━━━ Provided records
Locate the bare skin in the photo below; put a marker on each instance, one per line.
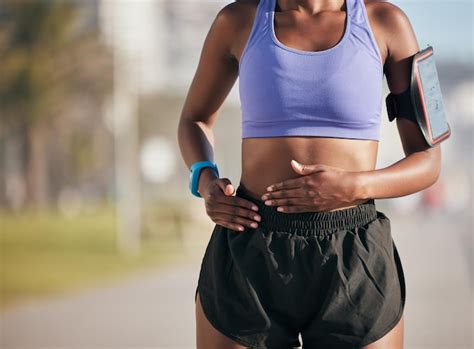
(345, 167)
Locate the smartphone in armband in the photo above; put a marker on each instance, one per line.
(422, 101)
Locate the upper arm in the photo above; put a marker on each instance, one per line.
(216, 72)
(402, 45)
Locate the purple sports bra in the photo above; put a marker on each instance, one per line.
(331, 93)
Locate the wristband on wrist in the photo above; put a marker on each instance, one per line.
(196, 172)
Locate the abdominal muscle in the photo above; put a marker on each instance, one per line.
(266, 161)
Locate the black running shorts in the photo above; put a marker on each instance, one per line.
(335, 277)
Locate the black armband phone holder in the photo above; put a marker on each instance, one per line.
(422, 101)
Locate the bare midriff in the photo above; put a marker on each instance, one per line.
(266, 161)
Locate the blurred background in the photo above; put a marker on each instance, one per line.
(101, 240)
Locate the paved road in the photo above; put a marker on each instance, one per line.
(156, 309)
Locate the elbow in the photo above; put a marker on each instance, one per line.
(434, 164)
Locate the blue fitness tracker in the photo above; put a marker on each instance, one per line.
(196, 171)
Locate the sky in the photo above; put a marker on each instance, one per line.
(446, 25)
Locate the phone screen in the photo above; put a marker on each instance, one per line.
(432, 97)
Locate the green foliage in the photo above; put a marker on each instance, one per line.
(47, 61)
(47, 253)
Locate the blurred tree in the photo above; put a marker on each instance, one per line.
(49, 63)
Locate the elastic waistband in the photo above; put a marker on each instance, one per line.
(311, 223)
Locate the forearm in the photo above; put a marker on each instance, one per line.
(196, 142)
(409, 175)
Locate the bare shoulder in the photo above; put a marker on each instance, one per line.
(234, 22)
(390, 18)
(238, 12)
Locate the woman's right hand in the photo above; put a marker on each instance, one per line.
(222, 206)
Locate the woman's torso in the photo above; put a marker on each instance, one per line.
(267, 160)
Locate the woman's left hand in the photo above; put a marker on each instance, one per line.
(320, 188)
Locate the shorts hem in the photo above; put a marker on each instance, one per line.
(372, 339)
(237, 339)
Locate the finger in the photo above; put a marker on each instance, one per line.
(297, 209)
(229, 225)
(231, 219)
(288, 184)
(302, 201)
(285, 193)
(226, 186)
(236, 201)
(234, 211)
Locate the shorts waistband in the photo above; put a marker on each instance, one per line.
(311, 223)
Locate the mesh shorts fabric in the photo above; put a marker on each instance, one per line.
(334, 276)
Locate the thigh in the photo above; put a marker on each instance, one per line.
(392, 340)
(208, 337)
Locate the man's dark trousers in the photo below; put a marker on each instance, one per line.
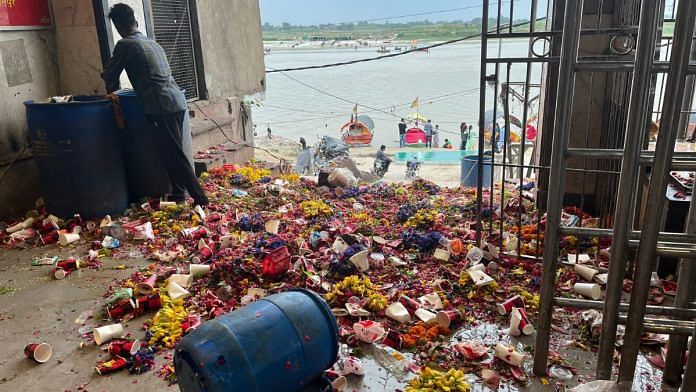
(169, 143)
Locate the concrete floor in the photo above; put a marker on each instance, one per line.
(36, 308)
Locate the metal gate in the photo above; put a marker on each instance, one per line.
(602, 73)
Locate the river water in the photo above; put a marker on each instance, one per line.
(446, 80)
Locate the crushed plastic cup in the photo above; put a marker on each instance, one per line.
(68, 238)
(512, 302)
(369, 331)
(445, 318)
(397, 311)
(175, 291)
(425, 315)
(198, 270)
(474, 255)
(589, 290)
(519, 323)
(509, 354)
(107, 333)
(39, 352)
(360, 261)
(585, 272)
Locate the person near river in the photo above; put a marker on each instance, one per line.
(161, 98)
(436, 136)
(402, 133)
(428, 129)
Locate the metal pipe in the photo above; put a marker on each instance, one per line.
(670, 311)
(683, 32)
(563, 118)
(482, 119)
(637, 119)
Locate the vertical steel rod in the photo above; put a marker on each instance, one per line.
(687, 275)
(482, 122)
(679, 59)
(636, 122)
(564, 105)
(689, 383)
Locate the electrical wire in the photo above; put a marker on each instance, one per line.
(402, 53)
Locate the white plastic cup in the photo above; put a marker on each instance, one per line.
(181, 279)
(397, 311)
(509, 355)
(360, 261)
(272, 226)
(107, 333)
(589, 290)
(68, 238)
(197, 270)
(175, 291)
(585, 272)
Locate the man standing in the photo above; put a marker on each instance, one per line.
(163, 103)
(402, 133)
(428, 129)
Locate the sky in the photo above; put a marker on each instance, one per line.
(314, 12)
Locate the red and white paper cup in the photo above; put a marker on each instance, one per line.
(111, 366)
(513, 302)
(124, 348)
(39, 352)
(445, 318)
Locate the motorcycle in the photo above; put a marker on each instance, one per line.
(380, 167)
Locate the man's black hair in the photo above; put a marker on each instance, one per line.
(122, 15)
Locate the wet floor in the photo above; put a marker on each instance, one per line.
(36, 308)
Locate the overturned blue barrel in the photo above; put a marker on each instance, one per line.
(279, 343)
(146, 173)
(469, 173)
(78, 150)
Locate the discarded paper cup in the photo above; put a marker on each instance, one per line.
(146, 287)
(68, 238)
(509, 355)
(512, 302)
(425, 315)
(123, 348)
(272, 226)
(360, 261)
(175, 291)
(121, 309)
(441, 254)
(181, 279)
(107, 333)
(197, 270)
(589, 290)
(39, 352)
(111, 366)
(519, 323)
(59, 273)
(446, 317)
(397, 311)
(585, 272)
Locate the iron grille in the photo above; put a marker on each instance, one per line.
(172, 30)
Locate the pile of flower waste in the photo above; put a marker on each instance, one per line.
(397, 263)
━━━━━━
Goal: Turn all the records above into a two-column CSV with the headers label_text and answer. Give one row per record, put each record's wording and its answer in one quoted field apiece with line breaks replaced by spaces, and leave the pictures out.

Full answer:
label_text,answer
"Locate the bare skin in the photo below; put a marker on each instance, one per line.","(345, 167)"
"Locate the smartphone in armband in the photo above; put a marker on each instance, one per line.","(422, 101)"
"Locate the upper arm in the photo above; put a marker on each instance, one per line.","(216, 72) (402, 45)"
"Locate the purple sports bra in the photo above; put a marker on each instance, one per line.","(331, 93)"
"Locate the wristband on wrist in the photo above; put a marker on each instance, one per line.","(196, 172)"
"Locate the abdominal muscle in the photo above; put a marker on each instance, one per line.","(266, 161)"
"Locate the black running shorts in the photo above; put a marker on each instance, one per line.","(335, 277)"
"Locate the black armband phone holder in the photo above; put a marker on each instance, one per line.","(422, 101)"
"Locate the bare midriff in the photo above; put a marker on each instance, one per line.","(266, 161)"
"Locate the blurred background in the photo above; put a marker on each instance, one per line.","(101, 240)"
"Locate the paved road in the photo above; put a marker on each instance, one per line.","(156, 309)"
"Locate the elbow in the photo above; put a marker on each instance, one per line.","(434, 164)"
"Locate the blue fitness tracker in the photo above; put a marker on each instance, one per line.","(196, 171)"
"Locate the sky in the photo above; put a marker on each instance, one per line.","(446, 25)"
"Locate the phone screen in the photo above; put a marker on each instance, one per line.","(432, 97)"
"Locate the green foliage in the photo above; put a marker on each instance, one per line.","(47, 61) (47, 253)"
"Locate the blurred tree in the photo above; put a marker on each instance, one per line.","(49, 63)"
"Locate the elastic waistband in the photo above; put a marker on each instance, one per line.","(311, 223)"
"Locate the forearm in the photo above; put a marker on each instance, one per line.","(196, 142) (409, 175)"
"Locate the bare shoulder in the photo above; put a marker on each instance, one per line.","(234, 22) (390, 18) (238, 12)"
"Locate the woman's right hand in the photo above; put a marker on each instance, one per line.","(222, 206)"
"Locate the woman's torso in the photo above; put a marker on each instance, one per line.","(267, 160)"
"Locate the woman's left hand in the photo above; put a marker on each instance, one per line.","(320, 188)"
"Locate the shorts hem in the photo above; put a marker on each instance, one per line.","(372, 339) (237, 339)"
"Locate the finger in the photo above; put a marker on each instance, one per line.","(297, 209) (229, 225) (231, 219) (288, 184) (302, 201) (285, 193) (226, 186) (236, 201) (234, 211)"
"Locate the shorts waistband in the photo above; put a marker on each instance, one per line.","(311, 223)"
"Locate the mesh shorts fabric in the photo above; put a marker on each instance, one per line.","(334, 276)"
"Locate the thigh in the photo above; put a marker on each instance, one per line.","(392, 340) (208, 337)"
"Locate the man's dark trousers in the photo below; put a marker on each instance, one per line.","(169, 143)"
"Locate the concrete floor in the photo above; put a marker on each instance, one per line.","(36, 308)"
"Locate the metal gate in the photo above; put a marker on each instance, one per line.","(602, 73)"
"Locate the river water in the photo above; put a marker on each instance, one per line.","(446, 80)"
"Locate the crushed plastic cup in the photo above; put a marker on each instance, one per line.","(68, 238) (512, 302) (369, 331) (445, 318) (397, 311) (175, 291) (425, 315) (198, 270) (474, 255) (589, 290) (519, 323) (509, 354) (107, 333) (39, 352) (360, 261) (585, 272)"
"Locate the person near river in the photo above; put a marker on each instance, one per line.","(161, 98) (436, 136) (402, 133) (428, 129)"
"Locate the metal pipe in the photo above; put a marker on each instance, one per line.","(670, 311) (683, 32) (563, 118) (482, 119) (637, 119)"
"Locate the vertical steel rod in the photo above; put a marker on each instance, one per line.","(687, 275) (482, 122) (679, 59) (636, 122) (564, 105) (689, 383)"
"Locate the electrical wire in the photo above; put a marker on each instance, one per line.","(402, 53)"
"Locate the white plastic cup in the photo above; put a marker on each instance, one per line.","(181, 279) (397, 311) (509, 355) (360, 261) (272, 226) (107, 333) (589, 290) (68, 238) (197, 270) (175, 291) (585, 272)"
"Locate the man standing in the photo above; put a marker on each instance, one per line.","(163, 103) (402, 133) (428, 129)"
"Locate the sky in the photo above; put a marker on each instance, one per line.","(314, 12)"
"Locate the red and white paper cup in the photo above; put a marker on each instance, one per line.","(111, 366) (513, 302) (124, 348) (39, 352) (445, 318)"
"Locate the motorcycle in the photo above; put a marker on each instance, one per line.","(380, 167)"
"Locate the man's black hair in the photo above; put a marker on each instance, one per line.","(122, 15)"
"Locate the wet floor in the photo above; put a marker on each instance, one per line.","(36, 308)"
"Locate the overturned blue barrel in the photo above; put a marker on each instance, one per line.","(279, 343) (146, 173) (469, 173) (78, 150)"
"Locate the discarded paper cup in the photo above; put a marker on each instance, one per line.","(146, 287) (68, 238) (509, 355) (512, 302) (425, 315) (123, 348) (272, 226) (360, 261) (175, 291) (121, 309) (441, 254) (181, 279) (107, 333) (197, 270) (589, 290) (39, 352) (111, 366) (519, 323) (59, 273) (446, 317) (397, 311) (585, 272)"
"Locate the iron grille in the photo above; put a marker on each instance, one per line.","(172, 30)"
"Locate the pile of flower waste in the photo above; put a marker on each instance, one per line.","(397, 263)"